### Supplied information ###
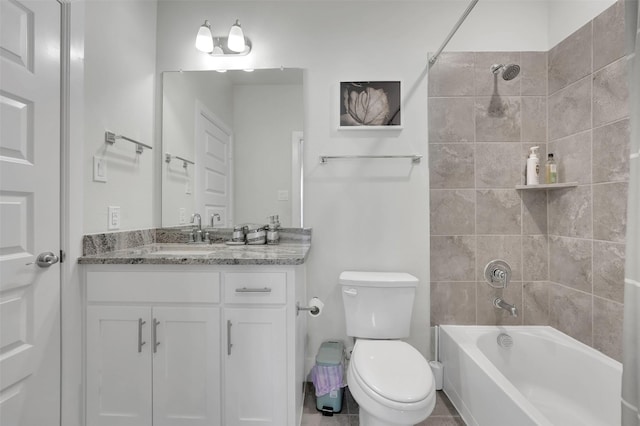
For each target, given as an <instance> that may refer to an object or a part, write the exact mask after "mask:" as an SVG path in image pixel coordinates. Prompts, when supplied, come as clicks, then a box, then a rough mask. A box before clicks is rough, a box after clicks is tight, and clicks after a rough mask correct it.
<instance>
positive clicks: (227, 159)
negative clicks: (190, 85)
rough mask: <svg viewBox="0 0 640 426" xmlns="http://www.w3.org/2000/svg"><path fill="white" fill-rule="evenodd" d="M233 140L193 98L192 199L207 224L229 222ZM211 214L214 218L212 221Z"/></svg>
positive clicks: (217, 122) (230, 213)
mask: <svg viewBox="0 0 640 426" xmlns="http://www.w3.org/2000/svg"><path fill="white" fill-rule="evenodd" d="M232 141H233V135H232V131H231V129H230V128H229V126H227V125H226V124H225V123H223V122H222V120H221V119H220V118H218V117H216V115H215V114H213V113H212V112H211V111H209V110H208V109H207V108H206V107H205V106H204V105H202V103H200V102H196V139H195V155H196V157H195V158H197V161H196V162H195V194H194V199H195V206H196V207H195V211H196V212H199V213H200V212H201V213H200V214H202V215H203V216H202V220H203V221H205V223H206V224H211V223H213V225H214V226H225V227H227V226H231V225H232V221H231V218H232V217H233V210H232V206H233V191H232V188H233V184H232V182H233V180H232V177H233V157H232V153H233V148H232ZM216 215H218V216H216ZM212 218H215V221H214V222H212V221H211V220H212Z"/></svg>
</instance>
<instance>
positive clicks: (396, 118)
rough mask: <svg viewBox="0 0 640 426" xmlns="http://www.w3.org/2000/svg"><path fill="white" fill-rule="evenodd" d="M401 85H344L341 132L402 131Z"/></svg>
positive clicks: (342, 90)
mask: <svg viewBox="0 0 640 426" xmlns="http://www.w3.org/2000/svg"><path fill="white" fill-rule="evenodd" d="M400 119H401V116H400V82H399V81H348V82H340V126H339V128H340V129H365V128H366V129H371V128H387V129H393V128H396V129H397V128H400V126H401V120H400Z"/></svg>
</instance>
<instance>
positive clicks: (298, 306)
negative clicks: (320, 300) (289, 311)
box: [296, 302, 320, 316]
mask: <svg viewBox="0 0 640 426" xmlns="http://www.w3.org/2000/svg"><path fill="white" fill-rule="evenodd" d="M300 311H309V312H311V315H318V314H319V313H320V308H318V307H317V306H300V302H296V316H298V315H299V314H300Z"/></svg>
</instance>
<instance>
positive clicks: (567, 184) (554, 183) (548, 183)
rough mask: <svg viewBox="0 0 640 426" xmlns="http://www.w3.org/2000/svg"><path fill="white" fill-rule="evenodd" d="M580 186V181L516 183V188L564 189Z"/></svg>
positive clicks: (522, 188)
mask: <svg viewBox="0 0 640 426" xmlns="http://www.w3.org/2000/svg"><path fill="white" fill-rule="evenodd" d="M575 186H578V182H564V183H545V184H541V185H516V189H562V188H573V187H575Z"/></svg>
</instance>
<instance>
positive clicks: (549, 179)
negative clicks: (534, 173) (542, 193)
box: [545, 153, 558, 183]
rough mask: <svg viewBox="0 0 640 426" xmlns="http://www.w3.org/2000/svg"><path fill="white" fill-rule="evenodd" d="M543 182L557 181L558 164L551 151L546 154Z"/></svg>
mask: <svg viewBox="0 0 640 426" xmlns="http://www.w3.org/2000/svg"><path fill="white" fill-rule="evenodd" d="M545 183H558V166H557V165H556V161H555V160H554V159H553V154H551V153H550V154H549V156H548V160H547V164H545Z"/></svg>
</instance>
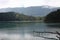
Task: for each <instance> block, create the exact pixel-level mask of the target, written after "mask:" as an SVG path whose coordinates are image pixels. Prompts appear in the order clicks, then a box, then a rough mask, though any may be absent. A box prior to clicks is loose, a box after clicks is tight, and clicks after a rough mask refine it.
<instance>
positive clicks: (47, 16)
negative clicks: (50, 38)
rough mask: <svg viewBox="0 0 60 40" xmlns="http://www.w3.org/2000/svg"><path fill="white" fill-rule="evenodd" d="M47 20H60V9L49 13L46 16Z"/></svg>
mask: <svg viewBox="0 0 60 40" xmlns="http://www.w3.org/2000/svg"><path fill="white" fill-rule="evenodd" d="M44 21H45V22H53V23H56V22H60V9H58V10H57V11H53V12H51V13H49V14H48V15H47V16H46V17H45V20H44Z"/></svg>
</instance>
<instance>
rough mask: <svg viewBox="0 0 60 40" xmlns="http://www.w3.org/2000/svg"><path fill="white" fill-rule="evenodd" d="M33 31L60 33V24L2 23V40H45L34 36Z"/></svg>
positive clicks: (0, 34) (53, 35) (43, 38)
mask: <svg viewBox="0 0 60 40" xmlns="http://www.w3.org/2000/svg"><path fill="white" fill-rule="evenodd" d="M33 31H42V32H44V31H49V32H50V31H51V32H56V31H59V32H60V23H28V22H27V23H26V22H21V23H20V22H0V40H45V39H44V38H41V37H35V36H33ZM47 35H48V36H51V35H50V34H47ZM55 36H56V35H52V37H54V38H56V37H55ZM46 40H48V39H46Z"/></svg>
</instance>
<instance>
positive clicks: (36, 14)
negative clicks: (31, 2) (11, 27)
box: [0, 6, 58, 16]
mask: <svg viewBox="0 0 60 40" xmlns="http://www.w3.org/2000/svg"><path fill="white" fill-rule="evenodd" d="M56 9H58V7H57V8H56V7H50V6H33V7H26V8H24V7H20V8H3V9H0V12H11V11H12V12H19V13H23V14H25V15H30V16H45V15H47V14H48V13H49V12H51V11H54V10H56Z"/></svg>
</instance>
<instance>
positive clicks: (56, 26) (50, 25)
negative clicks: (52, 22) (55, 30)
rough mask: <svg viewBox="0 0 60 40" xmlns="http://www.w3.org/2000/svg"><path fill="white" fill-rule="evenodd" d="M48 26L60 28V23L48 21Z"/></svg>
mask: <svg viewBox="0 0 60 40" xmlns="http://www.w3.org/2000/svg"><path fill="white" fill-rule="evenodd" d="M46 26H47V27H52V28H60V23H46Z"/></svg>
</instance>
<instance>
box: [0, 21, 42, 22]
mask: <svg viewBox="0 0 60 40" xmlns="http://www.w3.org/2000/svg"><path fill="white" fill-rule="evenodd" d="M0 22H43V21H0Z"/></svg>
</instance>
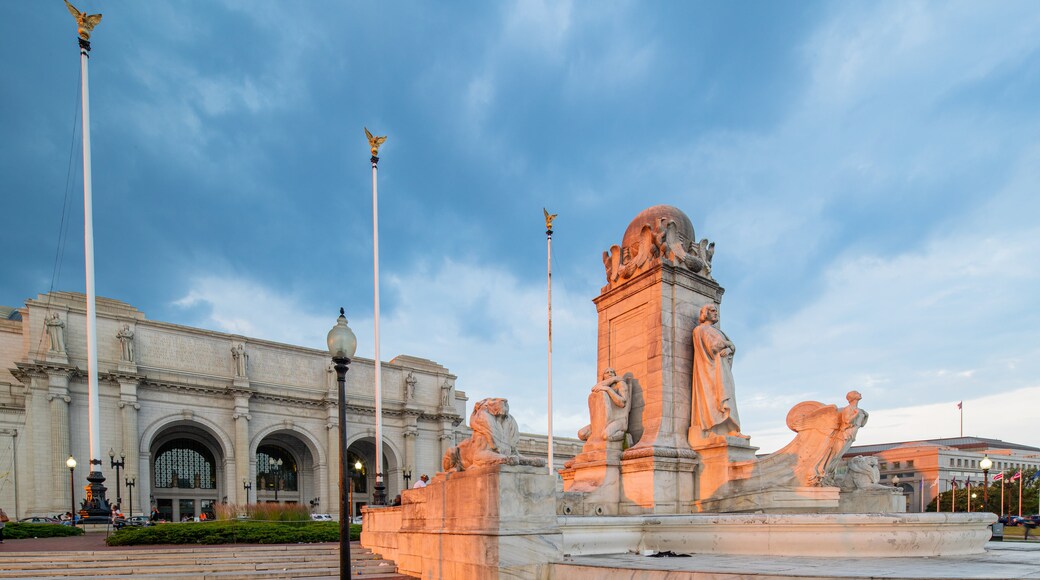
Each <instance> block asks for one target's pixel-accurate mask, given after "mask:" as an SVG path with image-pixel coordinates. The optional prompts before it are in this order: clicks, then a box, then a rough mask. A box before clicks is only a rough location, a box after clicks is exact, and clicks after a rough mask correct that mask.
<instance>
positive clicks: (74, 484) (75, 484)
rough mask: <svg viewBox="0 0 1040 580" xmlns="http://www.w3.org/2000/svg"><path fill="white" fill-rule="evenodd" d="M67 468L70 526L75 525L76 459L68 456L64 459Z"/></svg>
mask: <svg viewBox="0 0 1040 580" xmlns="http://www.w3.org/2000/svg"><path fill="white" fill-rule="evenodd" d="M66 465H67V466H69V505H71V506H72V511H71V512H70V513H72V525H74V526H75V525H76V457H73V456H72V455H69V458H68V459H66Z"/></svg>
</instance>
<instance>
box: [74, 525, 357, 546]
mask: <svg viewBox="0 0 1040 580" xmlns="http://www.w3.org/2000/svg"><path fill="white" fill-rule="evenodd" d="M54 527H58V526H54ZM360 537H361V526H355V525H352V526H350V539H359V538H360ZM106 542H107V543H108V545H109V546H147V545H156V544H317V543H322V542H339V523H337V522H306V523H301V522H285V523H283V522H250V521H243V522H235V521H218V522H200V523H184V524H159V525H157V526H147V527H126V528H123V529H122V530H119V531H118V532H115V533H113V534H112V535H110V536H109V537H108V539H107V541H106Z"/></svg>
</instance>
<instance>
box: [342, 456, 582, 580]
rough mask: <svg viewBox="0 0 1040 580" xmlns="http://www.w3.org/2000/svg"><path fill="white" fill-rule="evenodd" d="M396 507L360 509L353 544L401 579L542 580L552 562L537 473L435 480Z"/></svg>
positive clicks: (554, 507)
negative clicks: (390, 559)
mask: <svg viewBox="0 0 1040 580" xmlns="http://www.w3.org/2000/svg"><path fill="white" fill-rule="evenodd" d="M401 500H402V502H401V506H400V507H386V508H379V507H365V508H363V509H362V511H363V512H364V518H365V526H364V531H363V532H362V534H361V544H362V545H363V546H364V547H366V548H369V549H371V550H372V551H374V552H376V553H379V554H382V555H383V556H384V557H388V558H391V559H393V560H394V561H395V562H397V566H398V569H399V570H400V571H401V572H402V573H405V574H409V575H416V576H421V578H423V579H431V578H475V579H498V578H535V579H548V578H549V577H550V574H551V564H552V562H553V561H555V560H557V559H558V558H560V554H561V552H560V546H561V543H562V536H561V534H560V527H558V525H557V523H556V509H555V506H556V501H555V477H553V476H551V475H548V474H546V473H545V469H544V468H532V467H521V466H491V467H483V468H473V469H468V470H466V471H462V472H456V473H443V474H439V475H437V477H435V478H434V479H432V480H431V481H430V483H428V484H427V485H426V486H425V487H420V489H418V490H406V491H405V493H404V494H401ZM398 510H399V511H398ZM398 518H399V519H398ZM397 522H399V527H395V526H396V525H397V524H396V523H397Z"/></svg>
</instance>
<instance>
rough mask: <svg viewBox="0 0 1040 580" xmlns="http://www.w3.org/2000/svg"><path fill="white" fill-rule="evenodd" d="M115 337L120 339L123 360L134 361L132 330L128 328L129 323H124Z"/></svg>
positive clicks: (128, 325)
mask: <svg viewBox="0 0 1040 580" xmlns="http://www.w3.org/2000/svg"><path fill="white" fill-rule="evenodd" d="M115 338H118V339H120V345H121V346H123V360H124V361H126V362H127V363H132V362H134V352H133V331H131V329H130V324H124V325H123V328H121V329H120V332H119V333H116V335H115Z"/></svg>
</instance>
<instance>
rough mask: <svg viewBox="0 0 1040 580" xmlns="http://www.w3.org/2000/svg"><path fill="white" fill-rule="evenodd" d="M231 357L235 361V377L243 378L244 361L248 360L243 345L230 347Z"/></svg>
mask: <svg viewBox="0 0 1040 580" xmlns="http://www.w3.org/2000/svg"><path fill="white" fill-rule="evenodd" d="M231 357H232V358H233V359H234V360H235V376H242V377H244V376H245V361H246V360H248V359H249V358H250V355H249V354H246V353H245V345H244V344H242V343H238V344H236V345H234V346H232V347H231Z"/></svg>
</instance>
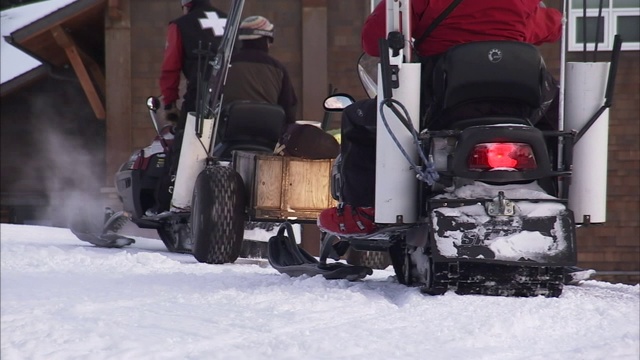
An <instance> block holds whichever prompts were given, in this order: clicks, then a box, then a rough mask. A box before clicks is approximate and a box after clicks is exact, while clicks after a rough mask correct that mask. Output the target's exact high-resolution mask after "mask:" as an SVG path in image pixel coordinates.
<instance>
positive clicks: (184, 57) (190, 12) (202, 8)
mask: <svg viewBox="0 0 640 360" xmlns="http://www.w3.org/2000/svg"><path fill="white" fill-rule="evenodd" d="M180 5H181V6H182V11H183V14H182V16H180V17H178V18H177V19H175V20H173V21H171V22H170V23H169V26H168V27H167V36H166V43H165V50H164V58H163V60H162V67H161V72H160V79H159V84H160V92H161V94H162V98H161V100H162V104H163V106H164V111H165V120H167V121H169V122H172V123H175V124H176V125H177V128H178V129H181V128H183V127H184V123H185V119H186V117H187V113H188V112H190V111H195V107H196V106H195V104H196V92H197V85H198V84H197V79H198V72H197V71H198V68H197V66H198V54H197V51H198V50H199V49H200V48H201V47H202V49H203V50H210V51H211V52H212V53H214V54H215V52H216V51H217V50H218V46H219V45H220V41H221V39H222V34H223V32H224V26H225V25H226V17H227V14H225V13H224V12H222V11H220V10H219V9H217V8H215V7H213V6H212V5H211V4H210V3H209V0H180ZM211 57H213V55H212V56H211ZM181 74H182V75H184V77H185V78H186V80H187V82H186V89H185V90H184V96H183V101H182V106H181V108H178V106H177V101H178V100H179V98H180V93H179V86H180V77H181Z"/></svg>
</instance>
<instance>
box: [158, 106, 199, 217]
mask: <svg viewBox="0 0 640 360" xmlns="http://www.w3.org/2000/svg"><path fill="white" fill-rule="evenodd" d="M188 111H189V110H188V109H187V107H185V106H183V107H182V110H181V111H180V119H179V120H178V123H177V124H176V129H175V137H174V139H173V145H171V147H170V148H169V151H168V152H167V157H166V158H165V162H164V164H165V165H164V168H163V169H162V175H161V176H160V178H159V179H158V184H157V185H156V191H155V198H156V206H155V207H156V209H155V210H156V211H157V212H158V213H161V212H163V211H167V210H169V208H170V206H171V198H172V197H173V184H174V182H175V176H176V173H177V171H178V161H179V160H180V150H181V149H182V139H183V137H184V127H185V124H186V121H187V113H188ZM191 111H192V110H191Z"/></svg>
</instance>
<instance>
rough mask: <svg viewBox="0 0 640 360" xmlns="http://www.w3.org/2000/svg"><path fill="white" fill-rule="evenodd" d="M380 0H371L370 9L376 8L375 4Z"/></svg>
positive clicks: (374, 8) (376, 3)
mask: <svg viewBox="0 0 640 360" xmlns="http://www.w3.org/2000/svg"><path fill="white" fill-rule="evenodd" d="M380 1H382V0H371V11H373V9H375V8H376V6H377V5H378V4H379V3H380Z"/></svg>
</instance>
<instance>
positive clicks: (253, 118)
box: [71, 0, 285, 263]
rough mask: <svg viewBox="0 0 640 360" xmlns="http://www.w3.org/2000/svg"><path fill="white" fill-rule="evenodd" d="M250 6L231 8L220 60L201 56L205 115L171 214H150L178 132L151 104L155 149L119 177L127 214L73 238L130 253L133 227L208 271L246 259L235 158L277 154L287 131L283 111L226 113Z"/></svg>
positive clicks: (265, 104)
mask: <svg viewBox="0 0 640 360" xmlns="http://www.w3.org/2000/svg"><path fill="white" fill-rule="evenodd" d="M243 6H244V1H242V0H235V1H232V2H231V7H230V12H229V16H228V19H227V24H226V27H225V32H224V35H223V38H222V41H221V44H220V46H219V48H218V49H217V52H216V53H213V52H211V51H210V49H204V48H203V49H201V50H202V51H201V52H200V53H201V54H200V60H199V63H198V73H199V79H198V94H197V100H196V103H197V105H196V106H197V110H196V111H195V112H191V113H189V114H188V115H187V119H186V126H185V130H184V135H183V141H182V147H181V152H180V159H179V165H178V169H177V172H176V174H175V178H174V182H173V184H172V186H171V192H172V194H173V196H172V200H171V210H170V211H165V212H163V213H160V214H152V213H149V212H147V210H148V209H150V208H151V207H152V206H153V205H154V204H155V195H154V193H155V191H156V187H157V183H158V181H159V179H160V177H161V175H162V173H163V171H164V170H163V169H164V167H165V166H168V164H165V159H166V157H167V154H168V152H169V149H170V147H171V146H172V144H173V141H174V129H173V127H172V126H170V125H168V126H165V127H163V128H159V125H158V121H157V119H156V112H157V110H158V108H159V106H160V101H159V99H158V98H157V97H149V98H148V99H147V107H148V109H149V114H150V116H151V120H152V122H153V125H154V128H155V130H156V133H157V135H156V136H155V138H154V140H153V142H152V143H151V144H150V145H149V146H148V147H146V148H144V149H140V150H137V151H135V152H134V153H133V154H132V155H131V157H130V158H129V160H128V161H126V162H125V163H124V164H123V165H122V166H121V167H120V169H119V171H118V172H117V174H116V175H115V183H116V189H117V192H118V196H119V198H120V200H121V201H122V204H123V210H122V211H118V212H114V211H112V210H111V209H109V208H107V209H105V213H104V217H103V219H100V220H96V219H87V218H86V217H85V218H79V220H78V221H76V222H75V223H74V224H72V225H71V231H72V232H73V233H74V234H75V235H76V236H77V237H78V238H79V239H80V240H83V241H87V242H90V243H92V244H94V245H96V246H99V247H123V246H127V245H130V244H132V243H134V239H131V238H129V237H127V236H125V235H122V234H119V233H118V230H120V229H121V228H122V226H123V225H124V224H126V223H127V222H128V221H131V222H133V223H135V224H136V225H137V226H138V227H140V228H148V229H156V230H157V232H158V235H159V237H160V239H161V240H162V242H163V243H164V245H165V246H166V247H167V249H168V250H169V251H171V252H179V253H193V254H194V256H195V257H196V258H197V259H198V260H199V261H202V262H207V263H225V262H233V261H235V260H236V258H237V257H238V256H239V253H240V250H241V246H242V241H243V230H244V221H245V216H244V189H243V183H242V181H241V179H240V178H239V176H238V174H237V173H235V172H234V171H233V169H232V168H230V167H229V166H228V165H229V161H230V160H231V154H232V152H233V151H235V150H239V149H242V150H251V151H256V152H265V153H271V152H273V149H274V148H275V145H276V143H277V141H278V138H279V136H280V133H281V129H282V128H283V126H284V124H285V115H284V111H283V109H282V108H281V107H279V106H277V105H271V104H265V103H256V102H250V101H238V102H234V103H231V104H228V105H226V106H225V108H224V109H222V108H221V103H222V87H223V85H224V81H225V78H226V73H227V69H228V67H229V62H230V57H231V54H232V52H233V47H234V43H235V39H236V35H237V31H238V26H239V23H240V16H241V13H242V8H243ZM213 173H215V174H216V175H215V178H213V177H212V176H211V174H213ZM229 204H230V205H229ZM212 213H213V214H212ZM212 219H216V220H217V221H216V222H212Z"/></svg>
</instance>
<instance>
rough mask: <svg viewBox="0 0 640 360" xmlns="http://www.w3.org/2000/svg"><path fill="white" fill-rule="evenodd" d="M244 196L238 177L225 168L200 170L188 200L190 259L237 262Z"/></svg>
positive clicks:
###
* What is needed
Rewrite everything from the start of the entries down to the line containing "positive clicks: (217, 122) (230, 213)", with both ends included, switching "exact" to "precise" and changing nothing else. Leave the pictures out.

* Your solution
For each target, given as an <instance> that may refer to an object or a part, write the precise mask after "mask:" as an SVG path in image pixel coordinates. Prompts, when supplied, come as clicks, then a box, then a rough mask. A box before clicks is rough, a box after clicks is tight, and clicks after a rough mask correct it.
<instance>
positive clicks: (227, 159)
negative clicks: (190, 85)
rough mask: <svg viewBox="0 0 640 426" xmlns="http://www.w3.org/2000/svg"><path fill="white" fill-rule="evenodd" d="M233 140L193 98L192 199L207 224L229 222ZM211 214L214 218L212 221Z"/></svg>
positive clicks: (217, 122) (230, 213)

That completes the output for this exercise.